--- start ---

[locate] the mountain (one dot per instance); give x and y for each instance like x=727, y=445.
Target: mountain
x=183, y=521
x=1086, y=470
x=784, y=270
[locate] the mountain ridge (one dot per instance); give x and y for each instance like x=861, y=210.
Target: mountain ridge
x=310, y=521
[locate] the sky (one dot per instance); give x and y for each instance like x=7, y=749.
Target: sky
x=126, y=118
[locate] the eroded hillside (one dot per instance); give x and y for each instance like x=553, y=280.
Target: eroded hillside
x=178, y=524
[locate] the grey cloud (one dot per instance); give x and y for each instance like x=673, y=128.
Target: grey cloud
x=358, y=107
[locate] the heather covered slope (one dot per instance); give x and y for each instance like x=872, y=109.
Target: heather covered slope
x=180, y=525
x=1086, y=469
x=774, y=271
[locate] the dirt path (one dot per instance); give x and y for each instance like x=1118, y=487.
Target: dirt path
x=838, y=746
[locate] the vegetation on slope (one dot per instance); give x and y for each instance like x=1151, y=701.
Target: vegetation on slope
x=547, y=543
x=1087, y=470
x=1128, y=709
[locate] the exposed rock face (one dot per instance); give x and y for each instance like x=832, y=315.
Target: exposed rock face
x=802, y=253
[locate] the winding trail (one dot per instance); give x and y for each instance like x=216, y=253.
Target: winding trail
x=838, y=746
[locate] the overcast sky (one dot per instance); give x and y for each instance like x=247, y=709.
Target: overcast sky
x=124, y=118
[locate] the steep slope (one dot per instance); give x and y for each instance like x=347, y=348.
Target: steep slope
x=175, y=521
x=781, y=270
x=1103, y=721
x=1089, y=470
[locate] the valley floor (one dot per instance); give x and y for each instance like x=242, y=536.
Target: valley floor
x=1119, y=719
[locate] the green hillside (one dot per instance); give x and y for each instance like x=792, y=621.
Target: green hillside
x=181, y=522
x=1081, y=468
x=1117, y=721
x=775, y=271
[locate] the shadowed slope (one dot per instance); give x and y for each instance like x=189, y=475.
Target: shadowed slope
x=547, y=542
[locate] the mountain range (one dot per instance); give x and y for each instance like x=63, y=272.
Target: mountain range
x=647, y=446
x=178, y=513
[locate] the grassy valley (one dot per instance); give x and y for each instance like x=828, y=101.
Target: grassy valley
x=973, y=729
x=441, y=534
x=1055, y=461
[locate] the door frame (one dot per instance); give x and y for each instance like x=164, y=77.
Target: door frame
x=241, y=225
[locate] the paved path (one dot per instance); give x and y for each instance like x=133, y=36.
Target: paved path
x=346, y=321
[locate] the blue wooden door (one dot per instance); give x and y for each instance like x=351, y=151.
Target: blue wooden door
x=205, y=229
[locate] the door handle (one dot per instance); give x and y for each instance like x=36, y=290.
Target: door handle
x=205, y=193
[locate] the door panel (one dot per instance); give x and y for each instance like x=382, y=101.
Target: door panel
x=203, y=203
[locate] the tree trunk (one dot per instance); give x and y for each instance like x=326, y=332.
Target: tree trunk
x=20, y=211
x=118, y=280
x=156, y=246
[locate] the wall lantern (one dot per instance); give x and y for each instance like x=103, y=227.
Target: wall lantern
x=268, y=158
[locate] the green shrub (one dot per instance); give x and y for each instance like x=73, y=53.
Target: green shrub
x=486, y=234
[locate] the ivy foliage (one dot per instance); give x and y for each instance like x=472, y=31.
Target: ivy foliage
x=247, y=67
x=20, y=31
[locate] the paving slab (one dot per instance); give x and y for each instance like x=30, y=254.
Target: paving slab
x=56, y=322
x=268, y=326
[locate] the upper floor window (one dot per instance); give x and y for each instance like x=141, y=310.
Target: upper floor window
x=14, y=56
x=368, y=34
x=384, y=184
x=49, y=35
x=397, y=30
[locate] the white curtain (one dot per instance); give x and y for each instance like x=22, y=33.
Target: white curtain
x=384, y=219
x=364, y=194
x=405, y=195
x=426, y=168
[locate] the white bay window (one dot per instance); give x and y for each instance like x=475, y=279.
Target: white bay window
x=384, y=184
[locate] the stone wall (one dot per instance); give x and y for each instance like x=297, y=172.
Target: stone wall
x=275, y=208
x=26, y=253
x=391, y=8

--- end ---

## Do this
Revise all of the records above by changing "one dot per instance" to "one point per instance" wherever it appears, leaving everything else unchanged.

## Answer to this problem
[locate] the mountain (one point per instance); give x and y for each instance like x=727, y=445.
Target: mountain
x=183, y=521
x=1086, y=470
x=784, y=270
[locate] the mountain ridge (one point per instance); give x and y for each instance like x=861, y=210.
Target: mountain ridge
x=310, y=521
[locate] the sky (one point per instance); give x and y for each instance like x=7, y=749.
Target: sky
x=126, y=118
[locate] the eroded hillside (one point per instance); give x and y for each instance like x=553, y=280.
Target: eroded hillside
x=178, y=524
[locate] the grey cloud (one point per instance); give x and y for each instance like x=673, y=128.
Target: grey cloud
x=358, y=107
[locate] the heather covered slope (one point per instance); give x and y for each instance like x=872, y=109.
Target: heather covered slope
x=180, y=525
x=1086, y=469
x=774, y=271
[locate] the dirt path (one point per instance); give x and y for each instance like x=1118, y=487.
Target: dirt path
x=838, y=746
[locate] the vegetation on slope (one point per instance); give x and y for each instance like x=1151, y=701.
Target: vegetation on slope
x=547, y=543
x=1087, y=470
x=1128, y=709
[locate] the exposed rock face (one point per instance); give x and y for each instance like x=832, y=315.
Target: exposed rock face
x=802, y=253
[locate] the winding trail (one point per instance); give x and y for each instance like x=216, y=253.
Target: winding trail
x=838, y=746
[locate] the overcast sky (one point per instance); give x and y for each instance like x=247, y=709.
Target: overcast sky
x=124, y=118
[locate] the steep slope (one point per instance); give x and y for each instance like x=347, y=348.
Target: steep slope
x=175, y=521
x=781, y=270
x=1103, y=721
x=1089, y=470
[locate] the valley floor (one point per instance); give x and y for each instance like x=242, y=536.
Target: valley floor
x=1119, y=719
[locate] the green hillside (one point per instance); give x and y for each instance like x=792, y=621.
Target: green hillside
x=181, y=522
x=1081, y=468
x=1117, y=721
x=775, y=271
[locate] the shadowed slope (one point per instance); give x and y for each instance like x=189, y=475.
Target: shadowed slope
x=547, y=542
[locate] the mountain range (one point per instance); give x and y for each instance like x=63, y=272.
Target: mountain range
x=647, y=446
x=178, y=513
[locate] the grassy valley (one point per instance); give x and y for each instance like x=828, y=101.
Target: grassy valley
x=973, y=729
x=441, y=534
x=1055, y=461
[locate] the door frame (one point per instance); give x and y for each instance like x=164, y=77.
Target: door frame
x=241, y=225
[locate] the paved path (one point per instance); give x and y for each instance like x=133, y=36.
Target: paved path
x=346, y=321
[locate] the blue wooden door (one point per instance); give x and y for each instance like x=351, y=151.
Target: blue wooden door
x=205, y=229
[locate] the door handle (one point per instance); give x and y for each instance like x=36, y=290.
Target: door handle
x=205, y=193
[locate] the door panel (one point per instance); give x and y for each instance like x=382, y=101.
Target: door panel
x=203, y=203
[locate] the tree trunk (one point per instance); give x and y for each instance like x=326, y=332.
Target: tree trunk
x=20, y=211
x=118, y=280
x=156, y=246
[locate] the wall lantern (one point per instance); give x and y for each instance like x=103, y=227.
Target: wall lantern
x=268, y=158
[locate] the green shrub (one point per instance); give x and y for each instance like x=73, y=53.
Target: green shrub
x=486, y=234
[locate] the ivy foliage (one point per instance); give x and y for each instance like x=472, y=31.
Target: ivy foliage
x=247, y=67
x=20, y=31
[locate] the paving slab (one point per instance); give x and y for each instance like x=30, y=254.
Target: paving slab
x=56, y=322
x=268, y=326
[locate] the upper floor window (one point per instance); give x and y for each instance like x=141, y=310.
Target: upper floor window
x=14, y=56
x=368, y=34
x=384, y=184
x=49, y=35
x=397, y=30
[locate] the white curtain (one point per instance); give x and y for each instance like x=22, y=33.
Target: white curtain
x=384, y=219
x=364, y=194
x=405, y=195
x=426, y=168
[locate] the white bay window (one point per instance); give x and y for each instance like x=475, y=279.
Target: white bay window
x=384, y=184
[locate] the stone wall (one point per instance); give x and y for each instance like x=297, y=172.
Target: stone wall
x=275, y=208
x=26, y=253
x=391, y=8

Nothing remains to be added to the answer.